[Opening Extract to read section]

Sunday, 06 December 2009

  • My Dad's Advice: Be a Jerk and the Girls Will Flock

    I'm pretty close to my dad, he's a friend I could talk to about almost anything. I like to think that he's a good guy in general. All my life, he's been a ladies man, never alone, and most of them "hot". When a friend of mine was asking me about what women like about men, about how to meet a girl and keep her around, I sent him to my dad.



    After the lengthy phone call, I asked my friend what he said. "Apparently, I just need to be an a**hole, and they will flock all around me." Is this true?

    Look at all romantic comedies. Every single one of them starts with an amazing girl who's dating some jerk, and none of them realize it until the end when the perfect man sweeps them off of their feet. It brings up the question: what attracts women to jerks in the first place?

    I've dated a jerk or two, and it's never pretty. You know he's not right for you, that you deserve better, but you can't seem to let go. There is always a reason to keep going. I know for me, it was always the hope that he would grow up and maybe turn into a decent person. I didn't want to change him, but I was still waiting, hoping, for a change.

    You'd be an idiot to go into a relationship that you knew wasn't going to be good for you. So why do we do it? Their charm? The rebel inside? Not knowing that there is better out there?

    I spent over two years with someone I couldn't let go. I knew that I wouldn't ultimately be happy with him. I knew our values and morals didn't line up. I didn't like the things he was involved in. I could never see myself having a family with him. But I could never find a reason enough to be finished with him. I knew he was a horrible person, that there was a likely chance that he had cheated on me, but I could always make up a reason to not dump him. "It will make things too complicated... I'll wait until he graduates... until I graduate... I really think he's ready to work on us..." It was all crap. Every excuse. I knew he was bad for me, but I didn't want to be out of it.

    It was only after a summer away, him telling me the truth about a lie, and finding a new friend with fresh eyes to help me see that I was able to let him go.

    And I've never been happier.

    Have you ever known you were with a jerk, but couldn't let him/her go?

Comments (48)

[Closing Extract to read section]
[Opening Data records section]

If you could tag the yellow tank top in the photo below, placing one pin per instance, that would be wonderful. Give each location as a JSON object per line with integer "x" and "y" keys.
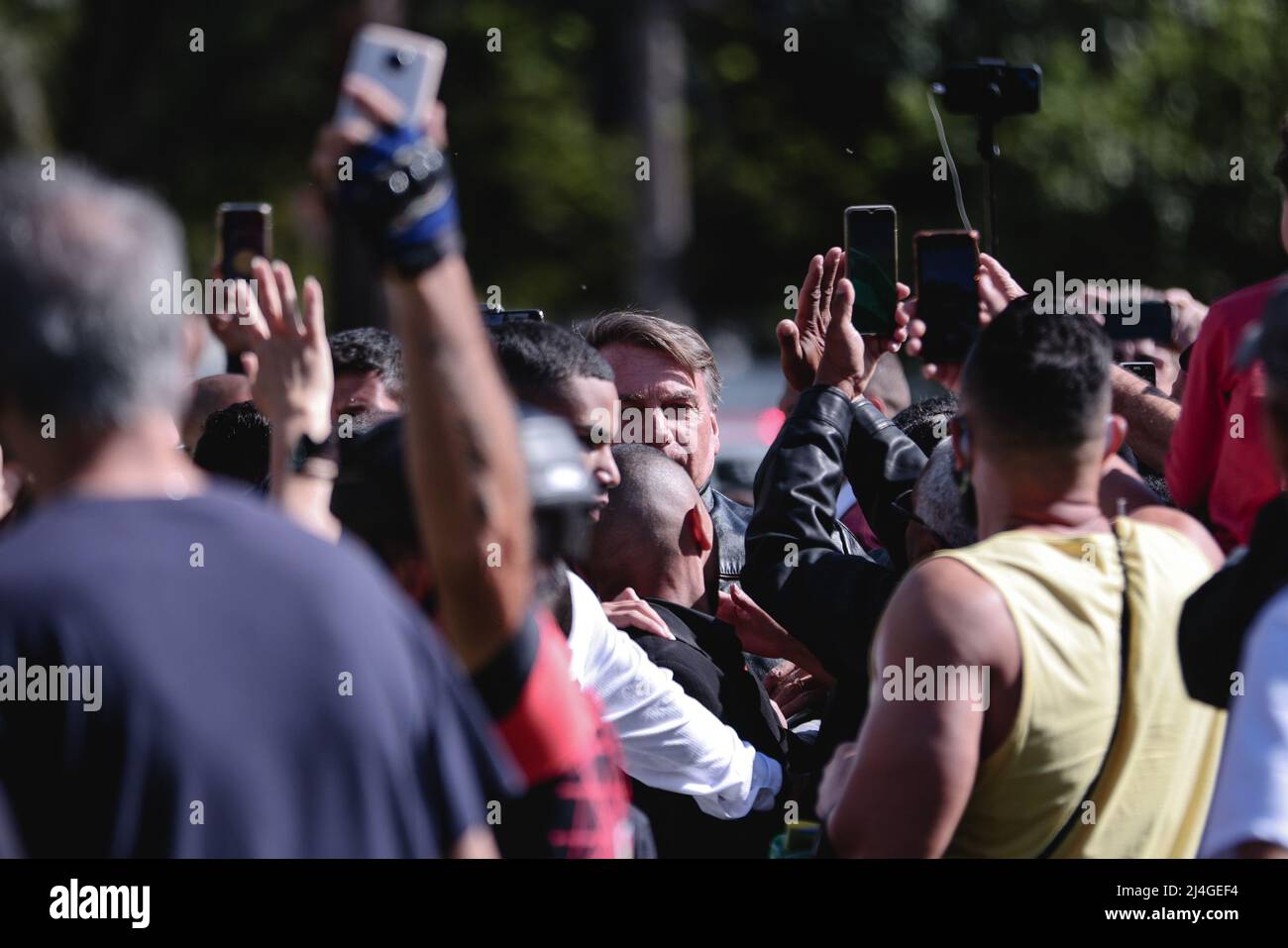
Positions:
{"x": 1064, "y": 595}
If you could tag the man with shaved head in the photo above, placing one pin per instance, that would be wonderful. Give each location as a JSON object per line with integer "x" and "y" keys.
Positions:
{"x": 207, "y": 395}
{"x": 660, "y": 518}
{"x": 656, "y": 536}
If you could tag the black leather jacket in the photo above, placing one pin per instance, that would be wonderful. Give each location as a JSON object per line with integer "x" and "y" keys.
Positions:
{"x": 730, "y": 520}
{"x": 827, "y": 592}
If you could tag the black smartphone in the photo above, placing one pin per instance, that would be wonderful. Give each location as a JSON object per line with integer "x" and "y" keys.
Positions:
{"x": 1151, "y": 321}
{"x": 244, "y": 231}
{"x": 993, "y": 88}
{"x": 872, "y": 265}
{"x": 500, "y": 317}
{"x": 1145, "y": 369}
{"x": 947, "y": 266}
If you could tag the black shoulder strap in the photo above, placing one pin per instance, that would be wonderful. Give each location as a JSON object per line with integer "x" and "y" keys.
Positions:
{"x": 1124, "y": 665}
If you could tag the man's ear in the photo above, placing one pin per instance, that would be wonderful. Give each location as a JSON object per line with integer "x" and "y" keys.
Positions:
{"x": 961, "y": 442}
{"x": 698, "y": 526}
{"x": 1116, "y": 433}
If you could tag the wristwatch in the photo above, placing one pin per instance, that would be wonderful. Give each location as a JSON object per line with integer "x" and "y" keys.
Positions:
{"x": 316, "y": 459}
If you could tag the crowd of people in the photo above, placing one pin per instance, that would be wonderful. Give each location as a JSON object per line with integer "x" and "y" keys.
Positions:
{"x": 465, "y": 587}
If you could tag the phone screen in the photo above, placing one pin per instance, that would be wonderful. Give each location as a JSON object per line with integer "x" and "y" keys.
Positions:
{"x": 871, "y": 262}
{"x": 500, "y": 317}
{"x": 1151, "y": 321}
{"x": 1145, "y": 369}
{"x": 245, "y": 231}
{"x": 947, "y": 294}
{"x": 407, "y": 64}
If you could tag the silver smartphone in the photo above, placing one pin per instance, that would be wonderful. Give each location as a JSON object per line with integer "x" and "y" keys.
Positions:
{"x": 408, "y": 64}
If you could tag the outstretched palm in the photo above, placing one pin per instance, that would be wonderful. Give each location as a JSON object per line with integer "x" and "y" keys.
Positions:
{"x": 802, "y": 340}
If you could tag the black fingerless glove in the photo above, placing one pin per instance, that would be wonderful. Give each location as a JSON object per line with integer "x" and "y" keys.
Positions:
{"x": 402, "y": 196}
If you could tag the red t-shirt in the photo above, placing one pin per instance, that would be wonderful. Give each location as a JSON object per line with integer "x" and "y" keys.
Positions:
{"x": 1218, "y": 464}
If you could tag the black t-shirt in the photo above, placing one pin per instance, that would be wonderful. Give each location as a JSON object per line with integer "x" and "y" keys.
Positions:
{"x": 706, "y": 661}
{"x": 262, "y": 693}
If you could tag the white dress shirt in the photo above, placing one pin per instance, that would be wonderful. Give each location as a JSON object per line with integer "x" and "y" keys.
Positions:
{"x": 1250, "y": 798}
{"x": 669, "y": 740}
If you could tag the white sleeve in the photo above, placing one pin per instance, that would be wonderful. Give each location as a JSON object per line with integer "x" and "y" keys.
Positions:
{"x": 669, "y": 740}
{"x": 1250, "y": 797}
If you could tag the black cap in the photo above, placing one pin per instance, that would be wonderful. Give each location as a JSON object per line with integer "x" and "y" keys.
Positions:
{"x": 1266, "y": 340}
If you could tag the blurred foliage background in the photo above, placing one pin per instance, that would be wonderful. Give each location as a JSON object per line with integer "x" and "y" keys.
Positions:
{"x": 756, "y": 150}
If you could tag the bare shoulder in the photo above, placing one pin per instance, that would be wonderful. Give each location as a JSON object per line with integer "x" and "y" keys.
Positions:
{"x": 945, "y": 609}
{"x": 1184, "y": 524}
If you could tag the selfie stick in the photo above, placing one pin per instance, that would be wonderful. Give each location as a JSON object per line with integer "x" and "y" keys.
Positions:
{"x": 990, "y": 153}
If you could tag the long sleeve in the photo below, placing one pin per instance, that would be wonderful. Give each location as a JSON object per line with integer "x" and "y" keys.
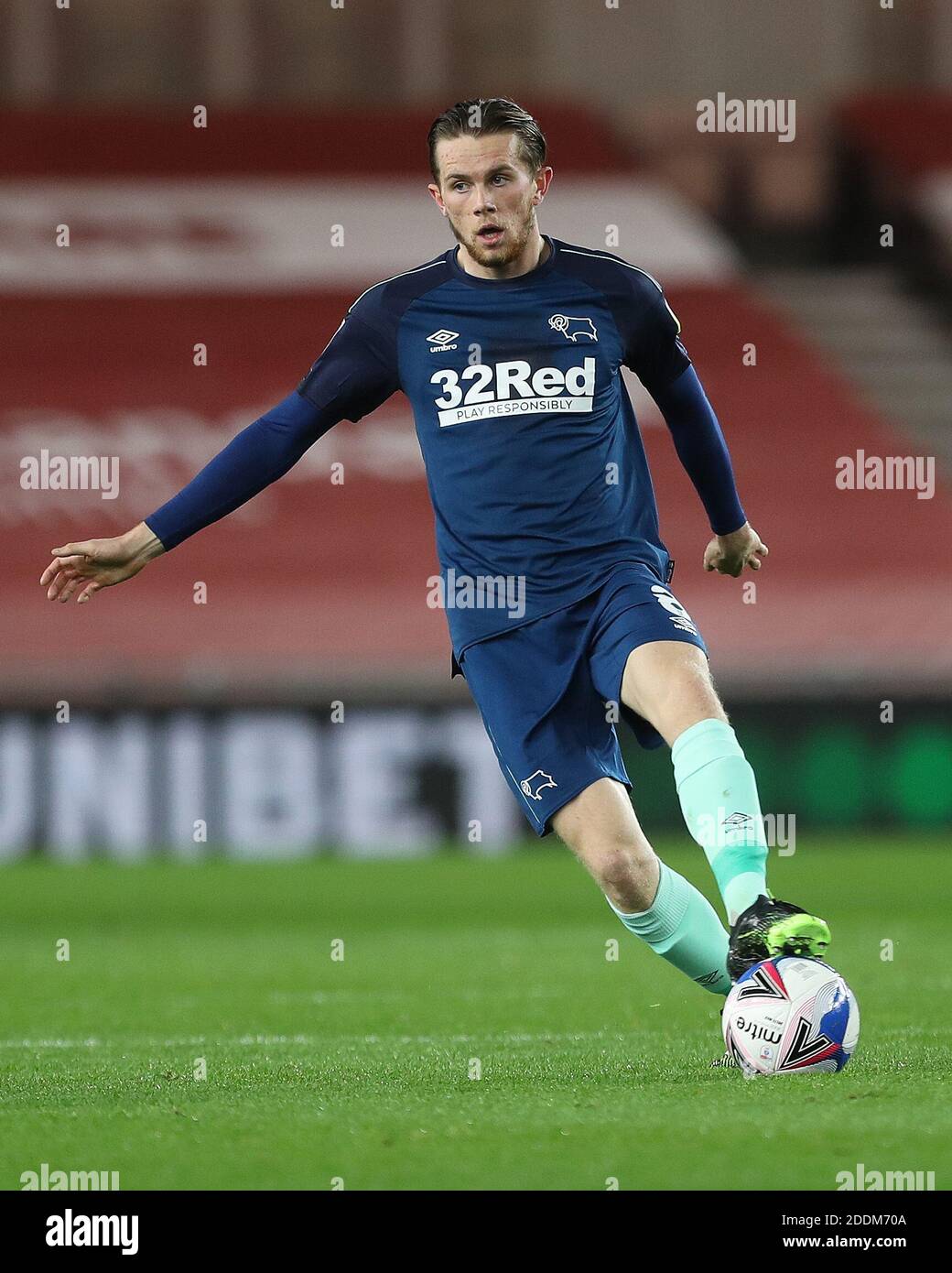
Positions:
{"x": 348, "y": 381}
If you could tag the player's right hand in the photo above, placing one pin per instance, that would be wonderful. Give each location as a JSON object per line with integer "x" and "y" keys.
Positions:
{"x": 93, "y": 564}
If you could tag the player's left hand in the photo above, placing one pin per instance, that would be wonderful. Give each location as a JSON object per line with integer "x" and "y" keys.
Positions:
{"x": 730, "y": 554}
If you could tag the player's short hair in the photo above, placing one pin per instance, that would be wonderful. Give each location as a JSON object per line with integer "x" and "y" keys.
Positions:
{"x": 484, "y": 116}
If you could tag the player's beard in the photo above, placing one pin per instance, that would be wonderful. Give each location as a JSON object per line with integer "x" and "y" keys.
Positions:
{"x": 518, "y": 228}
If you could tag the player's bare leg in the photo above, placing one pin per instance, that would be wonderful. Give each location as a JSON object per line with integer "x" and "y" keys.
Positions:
{"x": 600, "y": 829}
{"x": 652, "y": 901}
{"x": 668, "y": 684}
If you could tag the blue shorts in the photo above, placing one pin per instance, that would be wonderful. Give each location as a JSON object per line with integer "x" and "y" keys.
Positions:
{"x": 542, "y": 689}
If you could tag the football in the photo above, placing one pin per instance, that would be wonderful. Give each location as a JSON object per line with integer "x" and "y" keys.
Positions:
{"x": 791, "y": 1016}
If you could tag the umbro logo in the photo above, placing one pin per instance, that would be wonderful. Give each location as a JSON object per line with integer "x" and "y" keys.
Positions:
{"x": 440, "y": 340}
{"x": 737, "y": 820}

[Closing Data records section]

**Task instructions**
Write out the passage of the blog post about dating jerks word for word, starting with "I've dated a" and going on through "better out there?".

**Response to this exercise**
I've dated a jerk or two, and it's never pretty. You know he's not right for you, that you deserve better, but you can't seem to let go. There is always a reason to keep going. I know for me, it was always the hope that he would grow up and maybe turn into a decent person. I didn't want to change him, but I was still waiting, hoping, for a change.

    You'd be an idiot to go into a relationship that you knew wasn't going to be good for you. So why do we do it? Their charm? The rebel inside? Not knowing that there is better out there?